● EXERCISE GOAL: Copy the passage on nanoparticle synthesis methods between "Interestingly, all of" and "technique, process temperatures.", inclusive, changing "starting materials" to "initial materials" wherever it appears.

Particle size change

The methods can also be divided into the top-down and bottom-up approaches. With the top-down methods, you start with the bulk material, which is then transformed into either relatively thick powder or nanopowder. With the bottom-up, you start with materials that are already dispersed. In other words, the precursors are atomic- or molecular-scale. During the synthesis, these atoms, ions or molecules form clusters that subsequently aggregate into the (nano)particles.

graph TB
  A[Top-down] --> B[Bulk]
  B --> C[Powder]
  C --> D["(Nano)particles"]
  E[Bottom-up] --> F[Molecules]
  E --> FF[Atoms]
  E --> FFF[Ions]
  F --> G[Clusters]
  FF --> G
  FFF --> G
  G --> D

List of methods

Below is a list of methods that were, to some extent, discussed in this course. The methods are ordered according to the classifications given above.

Top-down methods

This group includes:

  • (Standard) ceramic technique
  • Mechanical milling and mechanosynthesis
  • Ultrasonic treatment
  • Thermal decomposition

Interestingly, all of these methods use solid starting materials, although in the ultrasonic technique the precursors are dispersed in a liquid medium.

Bottom-up methods

The bottom-up methods can be further subdivided into solution-based, where the starting materials exist as ions or complexes or some kinds of colloid particles in the respective solutions, and gas-phase condensation (vapor deposition) methods featuring the precursors as the components of the gaseous phase.

graph TB
  A[Bottom-up] --> B[Solution syntheses]
  A --> C[Vapor deposition]

Solution syntheses

This broad group of synthesis techniques is also known as "Low Temperature", "Chimie Douce", or soft chemical methods because of the (generally) lower, then in the standard ceramic technique, process temperatures.

There are two to three main stages in a typical solution synthesis:

  1. Preparation and processing of the precursor solutions
  2. Dehydration / solvent removal
  3. Annealing (optional)

While the third stage doesn't change much between methods, the first two may vary significantly, so they are what actually differentiates the methods within this group of synthesis approaches.

Solution synthesis methods include those that differ mostly in the preparation, mixing and treatment of the precursor solutions:

  • Coprecipitation
  • Hydrothermal synthesis
  • Sol-gel synthesis
  • Microwave-assisted synthesis
  • Antisolvent precipitation

The following three solution synthesis techniques use supercritical fluids as solvents:

  • Rapid Thermal Decomposition (of precursors) in Solution (RTDS)
  • RESS (Rapid Expansion of a Supercritical Solution)
  • Supercritical antisolvent precipitation (SAS)

The distinctive features of the following methods are the temperatures and the conditions of solvent removal:

  • Cryochemical synthesis
  • Spray drying
  • Spray pyrolysis
  • Combustion syntheses, including:
    • Pechini
    • modified Pechini
    • solution combustion syntheses
    • gel combustion
    • organic-nitrate methods
    • etc.

[Records from a collection]
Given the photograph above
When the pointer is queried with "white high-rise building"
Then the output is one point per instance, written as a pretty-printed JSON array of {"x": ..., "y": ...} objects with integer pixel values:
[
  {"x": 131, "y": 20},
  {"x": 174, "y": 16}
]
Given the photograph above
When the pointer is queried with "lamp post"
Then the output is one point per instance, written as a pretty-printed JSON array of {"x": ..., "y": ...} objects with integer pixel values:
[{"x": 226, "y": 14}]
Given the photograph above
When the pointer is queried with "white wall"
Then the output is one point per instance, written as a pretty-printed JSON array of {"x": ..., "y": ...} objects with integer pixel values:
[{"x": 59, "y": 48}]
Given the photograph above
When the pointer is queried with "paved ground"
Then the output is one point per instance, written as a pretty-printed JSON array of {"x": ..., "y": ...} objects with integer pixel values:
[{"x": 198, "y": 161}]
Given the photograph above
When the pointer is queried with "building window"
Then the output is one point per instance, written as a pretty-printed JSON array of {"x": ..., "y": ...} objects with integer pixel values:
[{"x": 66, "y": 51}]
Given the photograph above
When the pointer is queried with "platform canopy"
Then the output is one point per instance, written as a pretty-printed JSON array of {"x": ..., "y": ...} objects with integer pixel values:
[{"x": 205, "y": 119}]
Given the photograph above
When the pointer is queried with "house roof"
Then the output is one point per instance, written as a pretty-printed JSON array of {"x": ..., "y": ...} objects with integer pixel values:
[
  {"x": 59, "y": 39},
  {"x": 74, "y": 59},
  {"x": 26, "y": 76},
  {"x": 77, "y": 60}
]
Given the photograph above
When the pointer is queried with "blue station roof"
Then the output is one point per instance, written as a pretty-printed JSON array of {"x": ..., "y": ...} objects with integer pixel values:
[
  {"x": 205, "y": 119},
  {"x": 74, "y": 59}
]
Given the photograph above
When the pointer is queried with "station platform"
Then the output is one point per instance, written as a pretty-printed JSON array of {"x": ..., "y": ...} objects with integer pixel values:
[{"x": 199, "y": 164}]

● RESPONSE FOR THIS EXERCISE:
Interestingly, all of these methods use solid initial materials, although in the ultrasonic technique the precursors are dispersed in a liquid medium.

Bottom-up methods

The bottom-up methods can be further subdivided into solution-based, where the initial materials exist as ions or complexes or some kinds of colloid particles in the respective solutions, and gas-phase condensation (vapor deposition) methods featuring the precursors as the components of the gaseous phase.

graph TB
  A[Bottom-up] --> B[Solution syntheses]
  A --> C[Vapor deposition]

Solution syntheses

This broad group of synthesis techniques is also known as "Low Temperature", "Chimie Douce", or soft chemical methods because of the (generally) lower, then in the standard ceramic technique, process temperatures.